---------- Selected extract

At the moment, Dana Farber mainly offers specialty cancer care. Patients who need to be hospitalized because of intensive treatments — such as complications from chemotherapy or surgery — don’t actually stay there. Instead, a patient receiving radiation at Dana Farber might stay at Brigham and Women’s or at a smaller hospital in their community, where they receive their primary care.

The new cancer hospital means those patients will be able to receive both their specialty cancer treatment and their primary care all under the Dana Farber system. The arrangement would be more convenient for patients, though it would come at a cost for the community hospitals who would lose them, even as they depend on such cancer patients for essential revenue.

As a result, Dana Farber is expected to see tens of millions in new revenue, even as the ultimate value for patients remains unclear, experts said.

At a Health Policy Commission meeting on March 20, Chief Medical Officer Craig A. Bunnell claimed that totaling the number of patients currently admitted for cancer care to outside hospitals, plus inpatients at Beth Israel Deaconess — which will jointly operate the new cancer hospital — shows that demand does exceed the proposed 300 beds at the new center.

David P. Ryan, the clinical director of Mass General Cancer Center — which is poised to potentially lose patients to the new Dana Farber hospital — also called on state regulators to limit the new hospital to 126 beds instead of 300, arguing that more beds would increase health care costs.

John E. McDonough, a professor of public health practice at the Harvard School of Public Health and former Massachusetts State representative, said that a recent high-profile merger between Mass General Hospital and Brigham and Women’s systems may have led Dana Farber — which competes with the two — to feel left behind.

“That left Dana Farber with their special dating relationship with Brigham and Women’s kind of standing to the side and wondering, ‘Well, what are we? Chopped liver? What about us?’” McDonough said.

--------------------
---------- Entries provided

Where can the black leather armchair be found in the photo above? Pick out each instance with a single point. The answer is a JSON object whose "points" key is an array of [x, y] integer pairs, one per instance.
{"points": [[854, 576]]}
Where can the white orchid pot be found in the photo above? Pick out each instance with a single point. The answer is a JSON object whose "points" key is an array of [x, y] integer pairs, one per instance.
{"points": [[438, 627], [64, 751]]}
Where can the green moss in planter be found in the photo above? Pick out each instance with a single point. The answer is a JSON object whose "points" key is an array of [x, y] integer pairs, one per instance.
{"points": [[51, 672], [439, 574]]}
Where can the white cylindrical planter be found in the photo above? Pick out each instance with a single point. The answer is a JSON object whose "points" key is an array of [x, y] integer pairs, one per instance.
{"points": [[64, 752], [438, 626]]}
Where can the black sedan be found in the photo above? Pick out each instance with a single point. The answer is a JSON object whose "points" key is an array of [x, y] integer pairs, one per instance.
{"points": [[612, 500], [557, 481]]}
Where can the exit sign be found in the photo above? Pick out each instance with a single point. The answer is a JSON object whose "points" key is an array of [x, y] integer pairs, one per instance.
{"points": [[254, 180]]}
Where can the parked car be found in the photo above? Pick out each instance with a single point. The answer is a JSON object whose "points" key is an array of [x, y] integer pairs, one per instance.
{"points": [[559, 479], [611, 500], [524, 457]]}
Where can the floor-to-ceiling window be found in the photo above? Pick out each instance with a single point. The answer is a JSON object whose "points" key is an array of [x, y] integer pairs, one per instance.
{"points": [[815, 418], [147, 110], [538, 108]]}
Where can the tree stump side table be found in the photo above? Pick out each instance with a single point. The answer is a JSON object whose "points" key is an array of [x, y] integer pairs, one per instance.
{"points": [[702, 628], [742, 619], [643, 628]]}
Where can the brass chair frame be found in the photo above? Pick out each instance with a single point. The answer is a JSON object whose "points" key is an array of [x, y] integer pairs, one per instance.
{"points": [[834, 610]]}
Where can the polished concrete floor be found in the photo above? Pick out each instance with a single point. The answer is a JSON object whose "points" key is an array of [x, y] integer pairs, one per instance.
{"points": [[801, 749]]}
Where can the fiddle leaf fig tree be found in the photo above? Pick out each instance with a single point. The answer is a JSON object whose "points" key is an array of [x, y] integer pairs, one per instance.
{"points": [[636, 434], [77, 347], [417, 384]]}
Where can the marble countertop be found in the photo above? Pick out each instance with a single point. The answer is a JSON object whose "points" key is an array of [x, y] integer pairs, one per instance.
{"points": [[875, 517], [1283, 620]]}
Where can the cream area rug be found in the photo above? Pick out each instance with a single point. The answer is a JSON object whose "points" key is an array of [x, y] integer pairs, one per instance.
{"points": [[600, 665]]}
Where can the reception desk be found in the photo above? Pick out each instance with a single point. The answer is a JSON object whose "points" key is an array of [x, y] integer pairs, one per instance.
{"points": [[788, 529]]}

--------------------

#### Work to complete:
Duplicate the passage of the Dana Farber cancer hospital text between "The new cancer hospital means" and "for essential revenue.", inclusive.

#### Solved exercise:
The new cancer hospital means those patients will be able to receive both their specialty cancer treatment and their primary care all under the Dana Farber system. The arrangement would be more convenient for patients, though it would come at a cost for the community hospitals who would lose them, even as they depend on such cancer patients for essential revenue.